**Request**
Can you set out all the rows below as a numbered list, leaving out any blank lines?
+---+
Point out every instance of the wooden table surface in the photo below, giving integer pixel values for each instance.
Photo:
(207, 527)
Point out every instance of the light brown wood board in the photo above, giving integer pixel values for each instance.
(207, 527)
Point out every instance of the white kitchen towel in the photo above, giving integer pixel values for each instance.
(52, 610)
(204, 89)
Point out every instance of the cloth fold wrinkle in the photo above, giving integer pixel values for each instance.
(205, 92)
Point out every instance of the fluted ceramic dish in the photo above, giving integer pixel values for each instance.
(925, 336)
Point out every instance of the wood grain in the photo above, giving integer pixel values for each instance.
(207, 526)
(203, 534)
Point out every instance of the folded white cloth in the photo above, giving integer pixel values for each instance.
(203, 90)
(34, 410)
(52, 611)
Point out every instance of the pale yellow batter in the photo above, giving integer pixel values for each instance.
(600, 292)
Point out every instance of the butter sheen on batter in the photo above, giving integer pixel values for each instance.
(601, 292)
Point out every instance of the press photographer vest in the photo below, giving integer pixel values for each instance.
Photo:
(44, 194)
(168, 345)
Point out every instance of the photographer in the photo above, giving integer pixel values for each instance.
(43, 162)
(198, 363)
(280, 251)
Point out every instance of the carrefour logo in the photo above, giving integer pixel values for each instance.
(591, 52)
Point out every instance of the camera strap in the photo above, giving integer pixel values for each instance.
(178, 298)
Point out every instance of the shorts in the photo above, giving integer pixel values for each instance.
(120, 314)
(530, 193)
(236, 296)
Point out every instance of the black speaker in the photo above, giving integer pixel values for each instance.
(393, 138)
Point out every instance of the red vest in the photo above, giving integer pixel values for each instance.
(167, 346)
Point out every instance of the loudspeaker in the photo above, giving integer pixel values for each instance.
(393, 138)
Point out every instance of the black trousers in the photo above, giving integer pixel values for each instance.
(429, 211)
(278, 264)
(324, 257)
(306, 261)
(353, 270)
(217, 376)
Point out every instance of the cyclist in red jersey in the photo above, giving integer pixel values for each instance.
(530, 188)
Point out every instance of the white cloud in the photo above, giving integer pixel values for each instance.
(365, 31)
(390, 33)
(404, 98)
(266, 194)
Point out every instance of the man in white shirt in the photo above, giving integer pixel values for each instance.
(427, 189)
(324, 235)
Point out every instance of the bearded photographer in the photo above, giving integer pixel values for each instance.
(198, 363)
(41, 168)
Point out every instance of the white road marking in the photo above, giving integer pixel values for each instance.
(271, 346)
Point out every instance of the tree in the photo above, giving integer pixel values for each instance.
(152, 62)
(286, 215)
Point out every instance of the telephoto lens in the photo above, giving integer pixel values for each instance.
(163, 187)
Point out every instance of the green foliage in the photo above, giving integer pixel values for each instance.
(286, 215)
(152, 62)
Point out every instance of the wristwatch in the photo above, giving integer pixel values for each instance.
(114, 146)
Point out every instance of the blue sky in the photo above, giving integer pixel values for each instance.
+---+
**Exercise output**
1. Point out every instance of the wooden table surface in the photo below, giving integer pixel values for each instance.
2. Photo:
3. (207, 527)
4. Point out every instance of the light brown wood board in the photo above, giving integer pixel values for each instance.
5. (207, 527)
6. Point out every instance of the white kitchen towel in the photo above, giving integer pixel values for each instance.
7. (52, 610)
8. (204, 89)
9. Point out every instance of the cloth fold wrinkle in the photo above, giving integer pixel values for each instance.
10. (205, 92)
11. Point out every instance of the fluted ceramic dish in the photo above, giving integer pixel values for each instance.
12. (925, 336)
13. Point out every instance of the wood grain in the photo above, giving integer pixel values for each instance.
14. (207, 526)
15. (203, 534)
16. Point out every instance of the folded white cloth in the photo above, giving integer pixel values for each instance.
17. (203, 90)
18. (34, 410)
19. (52, 611)
20. Point out every instance of the pale yellow batter in the photo above, giving integer pixel values for each instance.
21. (600, 292)
22. Point out every instance of the butter sheen on batter in the photo above, giving integer pixel values for each instance.
23. (601, 292)
24. Point out every instance of the press photographer vest in the photo below, giving integer pixel values for each instance.
25. Photo:
26. (44, 194)
27. (168, 345)
28. Point out every instance of the photographer in the photo above, giving integer pixel values for each instance.
29. (43, 162)
30. (198, 363)
31. (280, 251)
32. Point out every instance of the carrefour logo in the photo above, giving integer pixel values for each instance.
33. (591, 52)
34. Point out every instance of the camera strap in the photo above, giving integer pixel values for each instance.
35. (178, 298)
36. Point out every instance of the shorts in the photo above, giving integer pixel values for each instance.
37. (120, 314)
38. (530, 193)
39. (236, 296)
40. Point out every instance of the black speaker in the photo above, giving integer pixel values for each instance.
41. (393, 138)
42. Point out every instance of the red vest in the photo above, giving integer pixel values for each instance.
43. (167, 346)
44. Point out every instance of the loudspeaker in the photo above, giving integer pixel values for each instance.
45. (393, 138)
46. Point out every instance of the black trousers in the photo above, giving integer pixel values for each instance.
47. (429, 211)
48. (278, 264)
49. (324, 257)
50. (306, 261)
51. (353, 270)
52. (217, 376)
53. Point out every instance of the cyclist in red jersey in the photo above, giving integer pixel values for each instance.
54. (530, 188)
55. Point out every instance of the white cloud in the photo above, giving integer pixel values for each instance.
56. (365, 31)
57. (390, 33)
58. (404, 98)
59. (266, 194)
60. Point out every instance of the man in white shirt in the photo above, giving integer pixel values for each instance.
61. (427, 189)
62. (324, 235)
63. Point out every instance of the bearded photographer in the photo above, giving integer pixel values for each instance.
64. (198, 363)
65. (41, 168)
66. Point out every instance of the white road marking in the photo above, giving integer pixel values for each instance.
67. (271, 346)
68. Point out every instance of the tree in the photo above, giving integer pixel values for each instance.
69. (152, 62)
70. (286, 215)
71. Point out every instance of the telephoto lens in the photo above, giving integer pixel values for each instance.
72. (163, 187)
73. Point out every instance of the green foliage in the photo above, giving integer pixel values for each instance.
74. (286, 215)
75. (152, 62)
76. Point out every instance of the wristwatch in the photo above, giving integer pixel values for each instance.
77. (114, 146)
78. Point out every instance of the blue sky in the photo above, giving integer pixel values for each instance.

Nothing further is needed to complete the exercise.